- Task brief
Below are the entries; output exactly the lines from the one containing "Could you please indicate the gold" through the final line, inclusive.

- Working data
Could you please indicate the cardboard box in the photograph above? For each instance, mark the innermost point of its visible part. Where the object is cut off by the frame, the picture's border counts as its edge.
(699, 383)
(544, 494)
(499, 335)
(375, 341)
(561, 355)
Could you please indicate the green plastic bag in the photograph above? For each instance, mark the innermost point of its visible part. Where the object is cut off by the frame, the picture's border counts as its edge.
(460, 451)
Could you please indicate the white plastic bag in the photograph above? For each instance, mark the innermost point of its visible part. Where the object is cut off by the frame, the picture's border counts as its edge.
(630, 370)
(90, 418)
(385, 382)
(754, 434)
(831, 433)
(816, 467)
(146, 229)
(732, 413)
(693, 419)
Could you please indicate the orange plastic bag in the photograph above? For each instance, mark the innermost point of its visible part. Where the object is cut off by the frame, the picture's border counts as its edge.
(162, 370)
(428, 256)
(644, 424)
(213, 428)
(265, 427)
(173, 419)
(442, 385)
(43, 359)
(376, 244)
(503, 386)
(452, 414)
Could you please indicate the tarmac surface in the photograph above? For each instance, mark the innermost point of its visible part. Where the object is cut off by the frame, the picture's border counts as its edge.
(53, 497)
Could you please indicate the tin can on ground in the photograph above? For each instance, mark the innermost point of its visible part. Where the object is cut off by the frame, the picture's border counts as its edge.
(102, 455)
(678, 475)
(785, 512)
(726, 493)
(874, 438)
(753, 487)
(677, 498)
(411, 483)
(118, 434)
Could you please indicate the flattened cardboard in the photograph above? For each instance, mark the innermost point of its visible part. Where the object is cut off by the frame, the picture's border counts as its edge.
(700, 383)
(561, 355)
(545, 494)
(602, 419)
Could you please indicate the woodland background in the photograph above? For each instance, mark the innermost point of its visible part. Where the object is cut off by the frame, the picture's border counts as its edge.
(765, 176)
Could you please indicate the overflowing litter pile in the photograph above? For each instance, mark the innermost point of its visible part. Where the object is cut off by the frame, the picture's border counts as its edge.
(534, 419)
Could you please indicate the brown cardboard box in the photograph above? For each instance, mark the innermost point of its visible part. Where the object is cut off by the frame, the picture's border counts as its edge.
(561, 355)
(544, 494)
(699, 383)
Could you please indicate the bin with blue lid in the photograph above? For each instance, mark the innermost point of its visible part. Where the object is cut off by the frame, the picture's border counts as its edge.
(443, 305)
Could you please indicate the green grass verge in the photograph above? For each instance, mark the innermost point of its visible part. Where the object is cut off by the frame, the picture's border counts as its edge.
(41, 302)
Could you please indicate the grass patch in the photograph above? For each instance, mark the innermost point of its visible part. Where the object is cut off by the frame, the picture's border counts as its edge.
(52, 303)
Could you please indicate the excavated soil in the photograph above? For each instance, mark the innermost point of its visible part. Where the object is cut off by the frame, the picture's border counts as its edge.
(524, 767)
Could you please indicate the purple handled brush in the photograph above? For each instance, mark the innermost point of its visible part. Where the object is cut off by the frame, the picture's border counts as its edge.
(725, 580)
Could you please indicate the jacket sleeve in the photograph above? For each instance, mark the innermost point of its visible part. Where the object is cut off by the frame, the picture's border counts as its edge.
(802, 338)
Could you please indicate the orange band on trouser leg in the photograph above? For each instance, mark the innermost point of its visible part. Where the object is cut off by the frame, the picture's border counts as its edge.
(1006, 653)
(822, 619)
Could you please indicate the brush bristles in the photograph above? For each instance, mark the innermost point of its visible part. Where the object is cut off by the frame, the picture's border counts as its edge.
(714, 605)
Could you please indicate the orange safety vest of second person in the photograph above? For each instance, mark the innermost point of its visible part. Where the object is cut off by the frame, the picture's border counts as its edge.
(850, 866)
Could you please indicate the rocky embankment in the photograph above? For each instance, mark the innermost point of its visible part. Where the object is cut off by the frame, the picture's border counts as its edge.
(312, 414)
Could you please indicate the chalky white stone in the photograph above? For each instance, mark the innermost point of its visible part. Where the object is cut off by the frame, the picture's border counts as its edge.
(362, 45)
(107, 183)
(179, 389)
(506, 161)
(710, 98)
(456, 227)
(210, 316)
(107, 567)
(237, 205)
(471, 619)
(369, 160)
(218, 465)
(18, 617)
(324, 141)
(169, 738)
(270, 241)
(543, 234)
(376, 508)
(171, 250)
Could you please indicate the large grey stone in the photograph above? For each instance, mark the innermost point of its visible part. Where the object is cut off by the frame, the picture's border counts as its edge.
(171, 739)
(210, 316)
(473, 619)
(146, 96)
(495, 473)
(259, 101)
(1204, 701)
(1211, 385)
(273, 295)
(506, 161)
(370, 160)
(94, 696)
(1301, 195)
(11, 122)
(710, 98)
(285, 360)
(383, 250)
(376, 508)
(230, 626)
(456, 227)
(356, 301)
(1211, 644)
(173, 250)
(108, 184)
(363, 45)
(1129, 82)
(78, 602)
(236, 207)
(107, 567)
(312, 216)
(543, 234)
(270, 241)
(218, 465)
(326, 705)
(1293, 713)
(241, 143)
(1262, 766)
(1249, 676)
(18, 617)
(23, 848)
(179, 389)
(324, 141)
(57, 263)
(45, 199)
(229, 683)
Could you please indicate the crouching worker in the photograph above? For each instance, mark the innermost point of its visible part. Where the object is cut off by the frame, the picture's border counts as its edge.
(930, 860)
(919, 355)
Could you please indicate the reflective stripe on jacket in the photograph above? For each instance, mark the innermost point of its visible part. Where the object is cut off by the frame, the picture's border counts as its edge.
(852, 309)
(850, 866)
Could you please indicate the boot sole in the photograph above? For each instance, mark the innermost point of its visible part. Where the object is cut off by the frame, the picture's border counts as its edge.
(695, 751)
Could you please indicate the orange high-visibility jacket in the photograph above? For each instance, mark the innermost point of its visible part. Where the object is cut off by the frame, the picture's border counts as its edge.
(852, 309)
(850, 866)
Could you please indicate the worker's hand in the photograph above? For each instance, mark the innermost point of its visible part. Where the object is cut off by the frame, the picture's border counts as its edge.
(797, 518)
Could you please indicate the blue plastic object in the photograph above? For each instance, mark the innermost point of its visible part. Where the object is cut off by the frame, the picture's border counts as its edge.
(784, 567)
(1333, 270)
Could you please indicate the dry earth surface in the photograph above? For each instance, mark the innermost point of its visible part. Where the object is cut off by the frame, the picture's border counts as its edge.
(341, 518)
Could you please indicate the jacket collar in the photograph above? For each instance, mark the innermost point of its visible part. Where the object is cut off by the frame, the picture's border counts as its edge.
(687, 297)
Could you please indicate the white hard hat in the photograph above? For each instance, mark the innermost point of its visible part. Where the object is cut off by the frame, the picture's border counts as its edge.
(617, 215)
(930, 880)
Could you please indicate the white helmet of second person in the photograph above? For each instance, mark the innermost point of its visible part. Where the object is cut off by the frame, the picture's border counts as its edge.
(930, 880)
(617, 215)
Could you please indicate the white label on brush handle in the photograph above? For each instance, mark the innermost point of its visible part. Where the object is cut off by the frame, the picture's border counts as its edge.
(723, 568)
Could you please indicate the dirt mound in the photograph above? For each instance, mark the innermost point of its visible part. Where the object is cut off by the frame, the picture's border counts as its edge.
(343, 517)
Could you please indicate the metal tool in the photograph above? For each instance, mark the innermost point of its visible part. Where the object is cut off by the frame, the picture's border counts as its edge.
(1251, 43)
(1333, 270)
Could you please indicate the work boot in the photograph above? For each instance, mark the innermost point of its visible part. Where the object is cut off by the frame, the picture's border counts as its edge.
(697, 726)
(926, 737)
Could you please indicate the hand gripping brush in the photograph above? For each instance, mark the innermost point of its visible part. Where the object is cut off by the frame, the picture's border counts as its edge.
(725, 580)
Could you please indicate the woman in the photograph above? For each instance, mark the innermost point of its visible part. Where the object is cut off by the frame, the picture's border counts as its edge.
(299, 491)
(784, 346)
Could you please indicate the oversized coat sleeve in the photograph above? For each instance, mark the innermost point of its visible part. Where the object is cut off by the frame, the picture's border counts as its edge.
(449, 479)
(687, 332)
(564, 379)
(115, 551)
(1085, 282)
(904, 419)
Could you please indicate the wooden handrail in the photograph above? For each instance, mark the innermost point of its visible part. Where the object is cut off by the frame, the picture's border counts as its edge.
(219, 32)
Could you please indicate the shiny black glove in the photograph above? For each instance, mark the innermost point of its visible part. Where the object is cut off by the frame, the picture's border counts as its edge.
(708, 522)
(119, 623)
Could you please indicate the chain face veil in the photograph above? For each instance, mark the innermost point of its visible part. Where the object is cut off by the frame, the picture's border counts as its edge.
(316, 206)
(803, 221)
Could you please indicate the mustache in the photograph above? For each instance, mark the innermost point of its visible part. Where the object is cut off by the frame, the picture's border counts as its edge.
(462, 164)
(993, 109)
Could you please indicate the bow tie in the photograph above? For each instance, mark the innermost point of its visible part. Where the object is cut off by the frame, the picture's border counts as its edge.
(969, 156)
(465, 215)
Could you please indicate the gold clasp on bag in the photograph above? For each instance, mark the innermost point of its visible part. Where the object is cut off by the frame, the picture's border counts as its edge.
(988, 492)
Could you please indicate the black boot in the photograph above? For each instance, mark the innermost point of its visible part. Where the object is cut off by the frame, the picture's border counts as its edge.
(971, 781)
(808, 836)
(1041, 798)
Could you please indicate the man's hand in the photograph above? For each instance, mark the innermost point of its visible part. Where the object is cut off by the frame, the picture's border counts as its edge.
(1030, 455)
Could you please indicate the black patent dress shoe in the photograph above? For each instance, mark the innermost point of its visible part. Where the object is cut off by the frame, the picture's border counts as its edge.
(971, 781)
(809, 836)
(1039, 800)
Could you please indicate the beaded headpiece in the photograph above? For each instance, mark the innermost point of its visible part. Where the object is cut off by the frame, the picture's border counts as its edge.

- Finished task
Could you please indicate the gold clasp on bag in the photograph above? For each instance, mark the innermost point of its visible part. Where the object is cut off by the frame, the picture's border counts as its edge.
(988, 492)
Could you please indicate the black boot in the photograph above? For each instance, mark the innermost point of its visible part. Where the object is cut off by the frame, the picture's border counts as its edge.
(971, 781)
(808, 836)
(1041, 798)
Could you please indicate the man's hand in the photograph above? For each instance, mark the innermost point of its visible part. Where the object is cut off by the frame, the picture's border counts as its edge.
(1030, 455)
Could you please indicate the black patent dress shoe in the photograph above? For each instance, mark the innermost point of its visible part. Where the object is cut off by the frame, the picture's border counts as its edge.
(971, 781)
(809, 836)
(1039, 800)
Could you please indicate the beaded headpiece in the photograph above? For each instance, mark the innermost point of its visible part. Where the object is cut off by the frame, the picture's border counts as its edge.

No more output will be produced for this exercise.